◆ What needs to be done ◆
Restate the whole listing word for word. Pictures are left out.

◆ Record set ◆
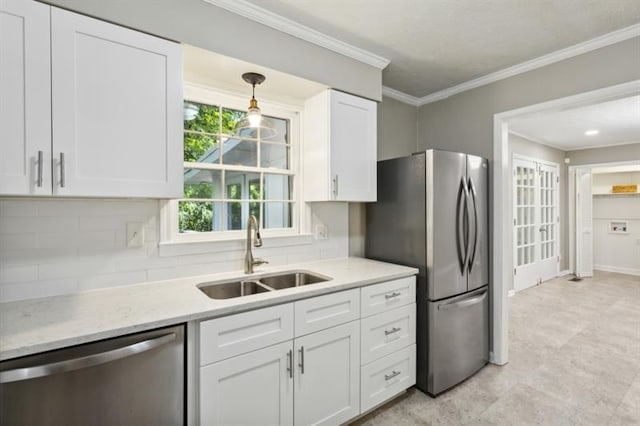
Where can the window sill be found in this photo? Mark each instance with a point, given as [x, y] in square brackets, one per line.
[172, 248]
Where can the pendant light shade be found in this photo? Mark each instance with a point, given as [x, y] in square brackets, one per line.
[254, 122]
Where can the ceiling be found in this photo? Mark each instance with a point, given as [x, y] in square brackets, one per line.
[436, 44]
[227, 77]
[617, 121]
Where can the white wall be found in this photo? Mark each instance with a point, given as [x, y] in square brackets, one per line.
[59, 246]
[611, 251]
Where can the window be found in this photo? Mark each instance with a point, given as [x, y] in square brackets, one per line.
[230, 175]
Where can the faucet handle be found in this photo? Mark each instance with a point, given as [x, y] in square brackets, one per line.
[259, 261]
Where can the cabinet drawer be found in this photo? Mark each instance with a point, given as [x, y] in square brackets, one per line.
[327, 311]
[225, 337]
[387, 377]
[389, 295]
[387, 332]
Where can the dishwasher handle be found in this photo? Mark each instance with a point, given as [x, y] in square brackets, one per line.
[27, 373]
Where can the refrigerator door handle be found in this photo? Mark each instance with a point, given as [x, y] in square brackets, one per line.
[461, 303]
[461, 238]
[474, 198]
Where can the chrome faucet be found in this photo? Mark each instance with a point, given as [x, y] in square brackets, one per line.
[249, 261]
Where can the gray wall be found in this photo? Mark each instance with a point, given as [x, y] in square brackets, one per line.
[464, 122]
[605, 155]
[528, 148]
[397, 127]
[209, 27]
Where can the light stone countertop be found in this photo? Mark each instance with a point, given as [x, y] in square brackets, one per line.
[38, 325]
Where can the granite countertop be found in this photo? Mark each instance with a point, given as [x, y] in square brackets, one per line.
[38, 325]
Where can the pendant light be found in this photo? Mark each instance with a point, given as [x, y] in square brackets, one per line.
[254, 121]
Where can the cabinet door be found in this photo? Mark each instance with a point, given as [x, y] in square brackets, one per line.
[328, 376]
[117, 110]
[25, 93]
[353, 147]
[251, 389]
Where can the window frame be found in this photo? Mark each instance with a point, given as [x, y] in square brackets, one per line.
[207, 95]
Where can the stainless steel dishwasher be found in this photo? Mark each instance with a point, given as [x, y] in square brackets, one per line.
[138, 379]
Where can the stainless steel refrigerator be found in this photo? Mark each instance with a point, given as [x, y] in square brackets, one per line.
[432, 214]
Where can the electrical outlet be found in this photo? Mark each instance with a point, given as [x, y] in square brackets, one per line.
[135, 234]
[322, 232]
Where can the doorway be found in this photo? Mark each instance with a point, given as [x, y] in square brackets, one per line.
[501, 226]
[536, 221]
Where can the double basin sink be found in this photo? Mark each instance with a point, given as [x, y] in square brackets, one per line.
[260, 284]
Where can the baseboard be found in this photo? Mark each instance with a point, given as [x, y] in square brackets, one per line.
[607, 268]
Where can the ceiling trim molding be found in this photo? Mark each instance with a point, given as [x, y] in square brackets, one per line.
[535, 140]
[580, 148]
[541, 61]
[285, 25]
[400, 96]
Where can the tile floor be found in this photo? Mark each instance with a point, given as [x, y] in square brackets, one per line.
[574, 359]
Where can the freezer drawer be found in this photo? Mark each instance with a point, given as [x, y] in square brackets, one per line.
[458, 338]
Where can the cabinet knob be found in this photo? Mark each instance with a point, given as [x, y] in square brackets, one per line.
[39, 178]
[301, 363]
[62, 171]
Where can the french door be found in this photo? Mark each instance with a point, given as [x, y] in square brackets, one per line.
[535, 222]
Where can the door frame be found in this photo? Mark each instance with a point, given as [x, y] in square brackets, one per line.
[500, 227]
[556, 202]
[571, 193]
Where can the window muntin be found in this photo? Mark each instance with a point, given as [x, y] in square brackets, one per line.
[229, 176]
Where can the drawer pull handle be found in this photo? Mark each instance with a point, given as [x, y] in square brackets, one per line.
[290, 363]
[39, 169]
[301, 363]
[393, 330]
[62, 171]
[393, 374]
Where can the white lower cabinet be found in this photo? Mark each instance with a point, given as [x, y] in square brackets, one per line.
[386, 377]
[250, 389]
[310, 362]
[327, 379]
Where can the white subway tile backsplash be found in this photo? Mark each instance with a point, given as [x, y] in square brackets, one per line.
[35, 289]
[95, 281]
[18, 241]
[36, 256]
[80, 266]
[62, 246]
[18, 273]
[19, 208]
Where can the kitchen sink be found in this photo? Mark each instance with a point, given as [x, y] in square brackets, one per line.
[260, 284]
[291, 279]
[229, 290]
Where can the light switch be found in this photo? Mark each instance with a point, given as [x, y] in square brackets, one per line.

◆ Response to this exercise ◆
Where can the window sill be found in this photo? Mark each instance with a point, given as [x, y] in square brackets, one per line.
[172, 248]
Where can the pendant light shade be found in this photo? Mark each instance with a point, given as [x, y] in square brackets, one per line.
[254, 122]
Where can the ceiling be found in this photo? Mark each instance with a point, given as [x, y] in square brackets, one per line.
[436, 44]
[227, 77]
[617, 121]
Where can the white wall be found in this photo? Mark each instance with a point, given as [x, y] in square brackets, one per line.
[59, 246]
[611, 251]
Where can the window be found in this photo? Mark each instance with a point, given as [x, y] in square brackets, one per line.
[230, 175]
Where can the faucet handle be found in this photo? Mark each instance with a point, given as [x, y] in square brackets, one per line.
[259, 261]
Where can the cabinet drawer be found in this photo? Mark each instance with a point, given as [x, y] in square brackets, one per line.
[327, 311]
[225, 337]
[387, 377]
[389, 295]
[387, 332]
Where can the dishwasher handle be found in this photo? Mark each instance with a point, given as [x, y] in square brackets, one per line.
[27, 373]
Where can the refrigerator door handle be found in this photo? Mark each instance with a point, given as [x, y] in square brackets, one per line.
[461, 303]
[461, 238]
[474, 198]
Where can the chrome faucet be found in this photo? Mark each instance with a point, given as [x, y] in square brackets, one per line.
[249, 261]
Where can the gray wall be found in this photo? Mark each instance with a point, given as [x, y] in square brackets, one per line.
[464, 122]
[605, 155]
[528, 148]
[397, 127]
[209, 27]
Where can the light stone countertop be found in this photo? Mark each instance with a point, given as [x, y] in square brackets, one per line.
[38, 325]
Where can the granite countertop be found in this photo? Mark each instance with a point, given as [x, y] in square brackets, one per line.
[38, 325]
Where can the pendant light be found in this photo? Mark each instance with a point, given as [x, y] in square brackets, one per line.
[254, 121]
Where can the cabinet door be found in this photo? Mark each instance with a point, given as [x, y] in square brackets, one per line.
[328, 376]
[117, 110]
[25, 93]
[353, 147]
[251, 389]
Where can the window frame be found in this photo? Mark each instance with a point, given as [x, y] in square brackets, one per line.
[207, 95]
Where can the stainless steel dishwasher be found in this photo? Mark each instance with a point, given as [x, y] in square brackets, one per line.
[138, 379]
Where can the stainless steel refrigerator be found in this photo? Mark each instance with a point, given as [x, y] in square brackets, one per line.
[432, 214]
Where can the electrical outlet be found in this photo? Mark each instance with a point, given as [x, y] in square brackets, one per line.
[135, 234]
[322, 232]
Where can the doorway be found in this photo? Mark each instance with a point, given as [x, y] in square brackets, one per line.
[501, 226]
[536, 221]
Where can the double basin sink be found in this photo? Mark each instance with a point, given as [x, y] in square brackets, one per line.
[260, 284]
Where can the baseboard be found in this photo? Mark each instance with a point, given as [x, y] in square brackets, one per line.
[607, 268]
Where can the ceiling trim molding be found in this photo? Mark each instance with a point, given as [x, y] in square brackets, one per line.
[535, 140]
[580, 148]
[541, 61]
[285, 25]
[400, 96]
Where can the tile floor be found in this photo? Mark each instance with a point, given as [x, y] in square brackets, one per line.
[574, 359]
Where can the freezer drawer be found in this photo? Mark each instance with a point, given as [x, y] in square brackets, one per line.
[458, 338]
Where can the cabinet knob be found in this photo? Mark each instance with a point, given as [x, y] in square brackets, one per line.
[39, 178]
[301, 363]
[62, 171]
Where can the french door be found in this photo? Mark each instance with a point, given as [x, y] in square brackets, one per line.
[535, 222]
Where can the door frame be found in this photo? Mark each instance with a point, given as [x, y] in square brackets, one per line.
[500, 227]
[556, 202]
[571, 193]
Where can the window muntin be found in this photo? Mark each instance with a point, given as [x, y] in square brackets, one per line.
[229, 176]
Where can the drawer pull handle be found in this photo? Mark each instance with a point, given as [x, y] in square brackets, one per line.
[290, 363]
[39, 169]
[301, 363]
[393, 330]
[62, 171]
[393, 374]
Where can the white lower cabinet be found in this photo? Mark each instance with a point, given as [x, y] in square brackets, one per line.
[386, 377]
[250, 389]
[310, 362]
[327, 379]
Where can the white subway tile backsplash be found in this photo? Mark each instance with a point, given as [x, y] in square brackets, one per line.
[35, 289]
[95, 281]
[18, 241]
[36, 256]
[80, 266]
[62, 246]
[18, 273]
[19, 208]
Where can the kitchen sink be found in this photo? Mark each instance with a point, given as [x, y] in square brackets, one per line.
[260, 284]
[291, 279]
[229, 290]
Where can the light switch be found in this photo? Mark each instance with a point, given as [x, y] in square brackets, one per line.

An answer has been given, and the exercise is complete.